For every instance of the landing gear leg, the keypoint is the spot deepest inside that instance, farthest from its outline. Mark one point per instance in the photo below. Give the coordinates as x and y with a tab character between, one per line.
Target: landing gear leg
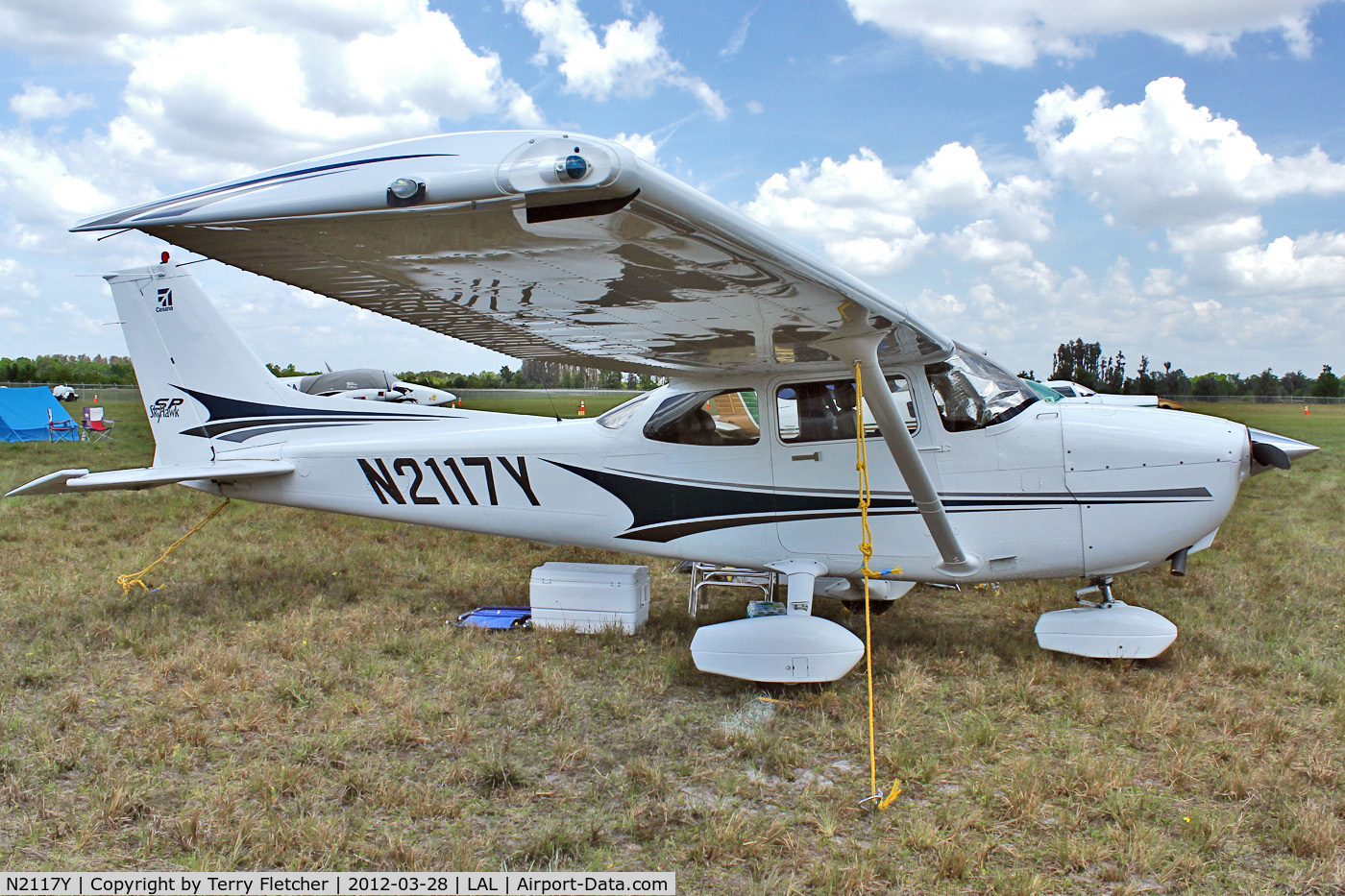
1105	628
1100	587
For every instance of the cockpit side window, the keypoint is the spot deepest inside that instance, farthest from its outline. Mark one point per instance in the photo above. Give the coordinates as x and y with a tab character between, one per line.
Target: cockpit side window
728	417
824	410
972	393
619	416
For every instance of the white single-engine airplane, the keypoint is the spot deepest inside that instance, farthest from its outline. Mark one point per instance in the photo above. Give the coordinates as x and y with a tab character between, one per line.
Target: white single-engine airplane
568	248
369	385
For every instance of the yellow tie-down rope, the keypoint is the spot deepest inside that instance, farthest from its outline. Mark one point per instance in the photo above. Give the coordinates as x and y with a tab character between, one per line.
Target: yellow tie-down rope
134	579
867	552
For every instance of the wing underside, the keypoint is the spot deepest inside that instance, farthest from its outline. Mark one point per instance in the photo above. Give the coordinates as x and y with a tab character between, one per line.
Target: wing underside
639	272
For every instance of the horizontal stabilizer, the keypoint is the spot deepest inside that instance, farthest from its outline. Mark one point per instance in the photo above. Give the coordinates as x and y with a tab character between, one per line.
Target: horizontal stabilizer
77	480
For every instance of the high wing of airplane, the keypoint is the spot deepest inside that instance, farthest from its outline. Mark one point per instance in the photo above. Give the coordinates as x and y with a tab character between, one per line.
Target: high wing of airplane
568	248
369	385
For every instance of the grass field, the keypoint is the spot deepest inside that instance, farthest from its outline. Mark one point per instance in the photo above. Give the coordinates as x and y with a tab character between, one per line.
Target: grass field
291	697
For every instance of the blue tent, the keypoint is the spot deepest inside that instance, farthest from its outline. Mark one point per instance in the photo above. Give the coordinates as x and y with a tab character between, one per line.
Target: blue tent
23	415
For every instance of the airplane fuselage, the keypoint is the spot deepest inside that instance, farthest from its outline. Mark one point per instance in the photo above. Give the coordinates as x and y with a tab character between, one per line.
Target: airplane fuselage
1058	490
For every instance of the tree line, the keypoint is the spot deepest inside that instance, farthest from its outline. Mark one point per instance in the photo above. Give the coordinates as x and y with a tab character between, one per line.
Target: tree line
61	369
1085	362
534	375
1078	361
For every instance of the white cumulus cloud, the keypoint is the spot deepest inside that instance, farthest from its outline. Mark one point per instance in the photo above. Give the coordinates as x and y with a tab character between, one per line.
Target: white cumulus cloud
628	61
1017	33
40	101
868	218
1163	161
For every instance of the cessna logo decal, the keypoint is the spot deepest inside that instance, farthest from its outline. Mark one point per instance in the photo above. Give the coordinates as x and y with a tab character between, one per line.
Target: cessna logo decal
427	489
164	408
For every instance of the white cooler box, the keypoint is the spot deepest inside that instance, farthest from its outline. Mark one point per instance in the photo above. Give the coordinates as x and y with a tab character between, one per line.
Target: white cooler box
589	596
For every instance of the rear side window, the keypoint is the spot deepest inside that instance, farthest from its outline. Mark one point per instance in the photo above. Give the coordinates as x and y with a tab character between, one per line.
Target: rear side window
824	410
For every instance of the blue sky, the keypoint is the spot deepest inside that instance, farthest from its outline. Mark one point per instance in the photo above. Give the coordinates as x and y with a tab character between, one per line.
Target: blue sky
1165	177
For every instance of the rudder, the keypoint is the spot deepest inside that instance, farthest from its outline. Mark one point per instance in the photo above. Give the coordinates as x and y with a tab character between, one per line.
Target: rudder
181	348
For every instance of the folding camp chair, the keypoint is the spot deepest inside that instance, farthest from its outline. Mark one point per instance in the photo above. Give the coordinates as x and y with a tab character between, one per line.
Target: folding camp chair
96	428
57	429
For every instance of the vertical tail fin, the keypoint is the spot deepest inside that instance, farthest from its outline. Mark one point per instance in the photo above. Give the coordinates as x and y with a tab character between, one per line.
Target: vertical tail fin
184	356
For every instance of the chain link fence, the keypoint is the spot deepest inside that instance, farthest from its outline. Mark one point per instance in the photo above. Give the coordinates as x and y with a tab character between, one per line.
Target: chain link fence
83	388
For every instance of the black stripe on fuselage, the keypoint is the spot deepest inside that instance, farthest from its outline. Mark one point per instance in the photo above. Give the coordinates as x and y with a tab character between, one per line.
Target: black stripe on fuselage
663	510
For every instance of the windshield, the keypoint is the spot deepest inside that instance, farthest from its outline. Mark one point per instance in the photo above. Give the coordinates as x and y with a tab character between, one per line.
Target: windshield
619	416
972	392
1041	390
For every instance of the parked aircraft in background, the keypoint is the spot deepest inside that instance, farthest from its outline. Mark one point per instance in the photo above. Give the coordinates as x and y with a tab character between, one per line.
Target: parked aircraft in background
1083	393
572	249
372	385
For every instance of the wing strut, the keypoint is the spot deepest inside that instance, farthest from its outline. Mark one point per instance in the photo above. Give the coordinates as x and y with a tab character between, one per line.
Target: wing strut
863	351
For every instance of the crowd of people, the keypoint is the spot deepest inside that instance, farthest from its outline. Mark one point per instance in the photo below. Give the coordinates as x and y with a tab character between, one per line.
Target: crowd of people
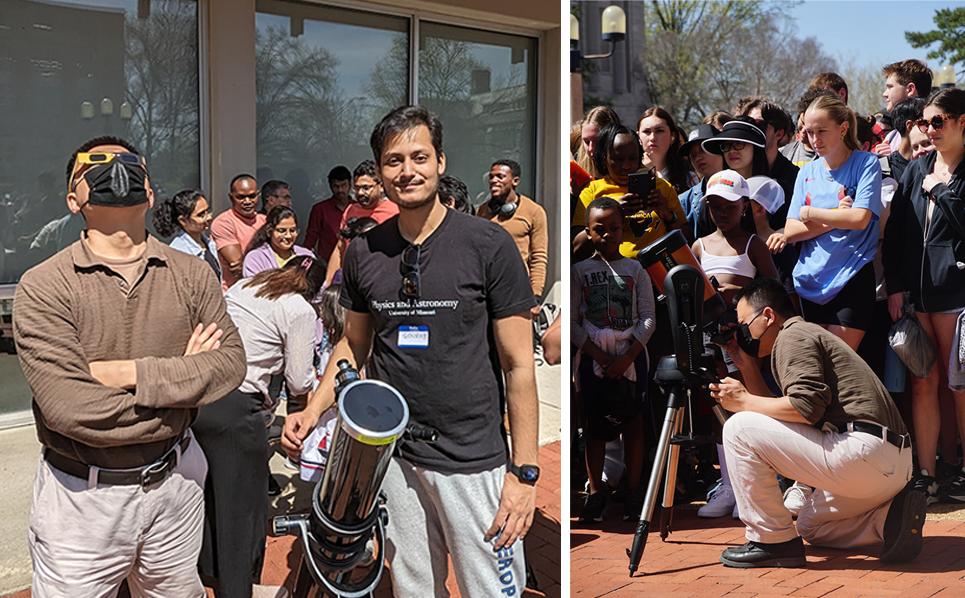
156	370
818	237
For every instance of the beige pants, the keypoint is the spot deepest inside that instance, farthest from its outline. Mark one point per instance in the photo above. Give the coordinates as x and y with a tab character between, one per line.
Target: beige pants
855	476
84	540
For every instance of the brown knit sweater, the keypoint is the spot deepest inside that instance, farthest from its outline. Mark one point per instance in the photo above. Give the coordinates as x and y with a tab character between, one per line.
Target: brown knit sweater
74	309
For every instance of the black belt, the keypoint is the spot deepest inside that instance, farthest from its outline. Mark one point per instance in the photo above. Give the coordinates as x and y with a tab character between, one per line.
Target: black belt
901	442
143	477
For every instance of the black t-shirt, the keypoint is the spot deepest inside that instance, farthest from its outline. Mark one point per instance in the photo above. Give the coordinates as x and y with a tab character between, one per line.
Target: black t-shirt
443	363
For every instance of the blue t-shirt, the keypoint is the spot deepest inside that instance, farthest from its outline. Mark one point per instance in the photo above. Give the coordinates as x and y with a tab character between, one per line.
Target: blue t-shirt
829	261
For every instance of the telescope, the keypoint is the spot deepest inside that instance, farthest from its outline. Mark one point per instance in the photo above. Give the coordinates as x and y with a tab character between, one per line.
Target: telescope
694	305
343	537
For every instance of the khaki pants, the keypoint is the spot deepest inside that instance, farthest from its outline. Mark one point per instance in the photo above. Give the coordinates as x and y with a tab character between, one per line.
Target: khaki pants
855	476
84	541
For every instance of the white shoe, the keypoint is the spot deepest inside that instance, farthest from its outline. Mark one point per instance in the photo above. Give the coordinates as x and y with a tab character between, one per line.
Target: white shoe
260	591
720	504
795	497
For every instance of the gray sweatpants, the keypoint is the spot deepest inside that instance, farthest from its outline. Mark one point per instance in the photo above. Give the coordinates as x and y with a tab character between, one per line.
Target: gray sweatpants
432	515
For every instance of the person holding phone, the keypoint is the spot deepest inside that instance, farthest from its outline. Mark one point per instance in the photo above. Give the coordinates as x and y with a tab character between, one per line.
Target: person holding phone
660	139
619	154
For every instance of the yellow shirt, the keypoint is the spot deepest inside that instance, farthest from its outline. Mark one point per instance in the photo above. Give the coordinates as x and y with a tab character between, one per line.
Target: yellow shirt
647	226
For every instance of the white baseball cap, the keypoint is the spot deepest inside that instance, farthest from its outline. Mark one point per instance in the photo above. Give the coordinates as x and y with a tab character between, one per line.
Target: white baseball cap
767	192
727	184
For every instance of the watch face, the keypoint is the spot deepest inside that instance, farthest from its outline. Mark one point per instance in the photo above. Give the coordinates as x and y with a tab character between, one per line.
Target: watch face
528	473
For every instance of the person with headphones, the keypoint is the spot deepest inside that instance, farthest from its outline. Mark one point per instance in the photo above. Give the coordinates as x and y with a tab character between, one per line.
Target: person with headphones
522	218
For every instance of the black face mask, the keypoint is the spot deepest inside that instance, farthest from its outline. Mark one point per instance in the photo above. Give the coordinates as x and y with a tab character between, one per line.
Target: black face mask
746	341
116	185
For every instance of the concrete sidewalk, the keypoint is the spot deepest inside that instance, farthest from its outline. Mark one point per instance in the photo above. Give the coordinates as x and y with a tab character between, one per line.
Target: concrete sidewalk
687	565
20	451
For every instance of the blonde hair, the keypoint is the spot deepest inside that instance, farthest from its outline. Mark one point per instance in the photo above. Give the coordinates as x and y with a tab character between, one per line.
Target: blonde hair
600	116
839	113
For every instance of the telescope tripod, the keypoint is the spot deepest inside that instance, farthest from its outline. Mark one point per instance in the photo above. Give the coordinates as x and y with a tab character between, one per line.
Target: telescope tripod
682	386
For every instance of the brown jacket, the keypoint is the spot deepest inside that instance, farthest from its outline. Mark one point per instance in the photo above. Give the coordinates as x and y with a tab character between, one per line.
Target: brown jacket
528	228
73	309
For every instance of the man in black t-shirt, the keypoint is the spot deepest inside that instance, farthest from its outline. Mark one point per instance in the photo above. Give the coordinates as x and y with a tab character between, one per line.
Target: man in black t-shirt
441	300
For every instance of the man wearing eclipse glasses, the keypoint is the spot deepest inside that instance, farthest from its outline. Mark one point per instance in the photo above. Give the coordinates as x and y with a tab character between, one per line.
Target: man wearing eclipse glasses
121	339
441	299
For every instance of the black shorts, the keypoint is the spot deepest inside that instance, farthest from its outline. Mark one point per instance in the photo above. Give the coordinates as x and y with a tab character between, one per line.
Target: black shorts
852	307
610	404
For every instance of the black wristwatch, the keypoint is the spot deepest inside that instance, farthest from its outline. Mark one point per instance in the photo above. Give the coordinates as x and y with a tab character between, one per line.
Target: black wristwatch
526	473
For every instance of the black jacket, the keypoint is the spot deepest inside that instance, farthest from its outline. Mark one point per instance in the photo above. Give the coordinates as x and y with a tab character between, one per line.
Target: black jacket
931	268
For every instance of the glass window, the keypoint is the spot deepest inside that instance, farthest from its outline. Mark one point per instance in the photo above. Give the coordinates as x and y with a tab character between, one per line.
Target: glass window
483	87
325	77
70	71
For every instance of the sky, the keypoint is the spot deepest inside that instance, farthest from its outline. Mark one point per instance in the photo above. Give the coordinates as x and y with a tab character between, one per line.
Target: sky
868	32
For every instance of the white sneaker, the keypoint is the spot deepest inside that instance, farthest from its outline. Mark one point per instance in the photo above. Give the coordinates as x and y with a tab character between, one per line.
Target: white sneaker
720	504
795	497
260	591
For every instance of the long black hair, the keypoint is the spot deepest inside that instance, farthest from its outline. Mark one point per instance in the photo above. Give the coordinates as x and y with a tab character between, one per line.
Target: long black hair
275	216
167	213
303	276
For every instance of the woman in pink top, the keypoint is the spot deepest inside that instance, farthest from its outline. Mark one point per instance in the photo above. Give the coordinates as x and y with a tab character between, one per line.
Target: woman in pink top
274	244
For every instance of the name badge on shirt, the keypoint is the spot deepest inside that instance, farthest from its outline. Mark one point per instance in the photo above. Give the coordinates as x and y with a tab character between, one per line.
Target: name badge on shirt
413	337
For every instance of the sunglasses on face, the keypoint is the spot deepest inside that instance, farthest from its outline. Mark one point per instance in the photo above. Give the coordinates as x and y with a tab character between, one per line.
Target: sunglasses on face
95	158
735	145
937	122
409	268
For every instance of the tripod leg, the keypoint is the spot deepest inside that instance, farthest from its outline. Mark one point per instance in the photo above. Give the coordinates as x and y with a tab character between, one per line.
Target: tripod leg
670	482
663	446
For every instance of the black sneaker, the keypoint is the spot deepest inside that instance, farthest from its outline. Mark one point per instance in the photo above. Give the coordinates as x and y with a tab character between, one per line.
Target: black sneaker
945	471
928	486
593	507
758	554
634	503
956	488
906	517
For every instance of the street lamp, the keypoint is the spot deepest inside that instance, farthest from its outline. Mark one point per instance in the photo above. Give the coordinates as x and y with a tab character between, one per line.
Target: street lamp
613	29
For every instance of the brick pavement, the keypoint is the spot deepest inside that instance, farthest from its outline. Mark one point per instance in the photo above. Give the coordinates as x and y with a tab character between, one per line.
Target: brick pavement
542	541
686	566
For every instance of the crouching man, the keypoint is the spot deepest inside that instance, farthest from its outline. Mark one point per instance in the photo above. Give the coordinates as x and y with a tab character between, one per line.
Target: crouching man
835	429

**Requirement**
Please recast the records above as a Markdown table with the columns Row and Record text, starting at the line that contains "For every instance of the black sneaker, the" and ending at the last line of the records, both included. Number the rows, leave out blank lines, and include no other lines.

**Task result**
| Row | Record text |
|---|---|
| 1 | For every instance of the black sneaker, the keypoint is the spot deepest inside that instance, farthest from its outline. Mark one point per instance in the photo above. Give the coordinates as x and y with a tab character between, one per line. |
| 2 | Target: black sneaker |
| 3 | 945	471 |
| 4 | 928	486 |
| 5 | 593	507 |
| 6 | 758	554 |
| 7 | 634	503 |
| 8 | 956	488 |
| 9 | 906	517 |
| 10 | For every instance of the street lamp, the keypoint is the spot deepest inside that instance, farthest from its outline. Mark one point per instance in the photo above. Give the coordinates as x and y with a tab character between, one per line. |
| 11 | Target: street lamp |
| 12 | 613	29 |
| 13 | For every instance of the brick pavement, the keypoint is the spot deepest inside that instance, farthest from its outline. Mark one point per instance in the photo above. Give the coordinates as x and y with a tab character between, one per line. |
| 14 | Target: brick pavement |
| 15 | 542	541 |
| 16 | 686	566 |
| 17 | For every instance of the crouching man, the keypoint is the spot deepest inside that instance, farthest from its outline. Mark one point per instance in the photo above. Give the coordinates as x and y with a tab character between, one per line. |
| 18 | Target: crouching man |
| 19 | 835	429 |